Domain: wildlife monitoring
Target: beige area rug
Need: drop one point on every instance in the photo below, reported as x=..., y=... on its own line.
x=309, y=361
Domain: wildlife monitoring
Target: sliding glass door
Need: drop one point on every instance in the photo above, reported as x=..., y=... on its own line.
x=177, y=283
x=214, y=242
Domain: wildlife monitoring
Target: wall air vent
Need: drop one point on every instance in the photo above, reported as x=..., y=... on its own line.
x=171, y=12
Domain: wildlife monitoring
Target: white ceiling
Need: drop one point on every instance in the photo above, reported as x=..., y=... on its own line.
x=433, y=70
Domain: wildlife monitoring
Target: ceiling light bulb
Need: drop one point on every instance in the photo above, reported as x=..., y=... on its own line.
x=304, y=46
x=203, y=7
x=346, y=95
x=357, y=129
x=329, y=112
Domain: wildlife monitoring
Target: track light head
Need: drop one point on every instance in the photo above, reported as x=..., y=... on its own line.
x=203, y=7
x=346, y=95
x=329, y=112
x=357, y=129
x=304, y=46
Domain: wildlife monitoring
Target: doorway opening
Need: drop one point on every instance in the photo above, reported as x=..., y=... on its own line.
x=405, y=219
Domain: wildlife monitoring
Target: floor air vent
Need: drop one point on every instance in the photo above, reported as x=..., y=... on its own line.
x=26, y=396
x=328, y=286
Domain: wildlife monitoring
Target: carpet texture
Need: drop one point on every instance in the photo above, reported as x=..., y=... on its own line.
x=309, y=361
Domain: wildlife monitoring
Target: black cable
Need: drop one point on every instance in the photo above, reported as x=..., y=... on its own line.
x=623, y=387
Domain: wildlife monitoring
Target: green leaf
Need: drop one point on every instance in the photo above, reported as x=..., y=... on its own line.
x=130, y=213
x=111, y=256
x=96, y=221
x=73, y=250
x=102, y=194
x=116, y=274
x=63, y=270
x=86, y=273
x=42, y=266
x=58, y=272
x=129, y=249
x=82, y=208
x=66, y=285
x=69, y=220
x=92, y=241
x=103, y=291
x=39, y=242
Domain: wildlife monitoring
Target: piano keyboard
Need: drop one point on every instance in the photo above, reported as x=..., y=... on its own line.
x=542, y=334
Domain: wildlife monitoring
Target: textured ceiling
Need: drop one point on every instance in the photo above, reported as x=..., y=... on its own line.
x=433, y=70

- - -

Task details: Retype the material exactly, including every line.

Reply:
Domain: wildlife monitoring
Target: beige area rug
Need: drop one point on every instance in the photo below, reported as x=..., y=... on its own line.
x=309, y=361
Domain: wildlife monitoring
Target: sliding glass door
Need: drop one point on every instance in the photo above, reported as x=..., y=... on its own line.
x=177, y=283
x=214, y=242
Domain: wildlife monitoring
Target: wall air vent
Need: drop one point on every instance in the photo above, reported as x=..., y=... on its own line.
x=171, y=12
Domain: wildlife monitoring
Target: white ceiling
Need: drop one point on every instance in the photo above, reported as x=..., y=... on its own line.
x=433, y=70
Domain: wildlife monitoring
Target: ceiling light bulb
Need: drop one point on every instance in the photo above, reported as x=..., y=... on its own line.
x=304, y=46
x=203, y=7
x=346, y=95
x=357, y=129
x=329, y=112
Domain: wildlife monitoring
Target: track light head
Need: drop one point on every instance in the photo above, reported as x=..., y=... on its own line.
x=203, y=7
x=346, y=95
x=329, y=112
x=357, y=129
x=304, y=46
Domain: wildlife monitoring
Target: doorway opening
Need: drop one point on every instance in the photo above, reported as x=..., y=... on its own line.
x=405, y=219
Domain: wildlife monitoring
Target: floor air vent
Need: drop one point on every instance in the photo above, reported as x=..., y=... on its own line.
x=26, y=396
x=328, y=286
Domain: wildlife monitoring
Target: carpet texture
Need: drop one point on every instance in the photo above, reported as x=..., y=... on its own line.
x=309, y=361
Domain: wildlife monitoring
Target: black cable
Need: drop one point on every instance in the photo above, reported as x=..., y=... on its own line.
x=623, y=387
Domain: wildlife monitoring
Target: green leaf
Need: drop one point on every instance in the photo above, reported as x=..., y=... on its own line.
x=130, y=213
x=111, y=256
x=96, y=221
x=73, y=250
x=102, y=194
x=116, y=274
x=63, y=270
x=86, y=273
x=42, y=266
x=58, y=272
x=129, y=249
x=82, y=208
x=66, y=285
x=69, y=220
x=92, y=241
x=103, y=291
x=39, y=242
Domain: wildlife monitoring
Target: piano keyboard
Need: drop one point on every instance in the photo above, reported as x=..., y=... on its own line.
x=542, y=334
Domain: wildlife monitoring
Target: textured ceiling
Need: drop one point on every instance in the photo above, reported as x=..., y=... on its own line.
x=433, y=70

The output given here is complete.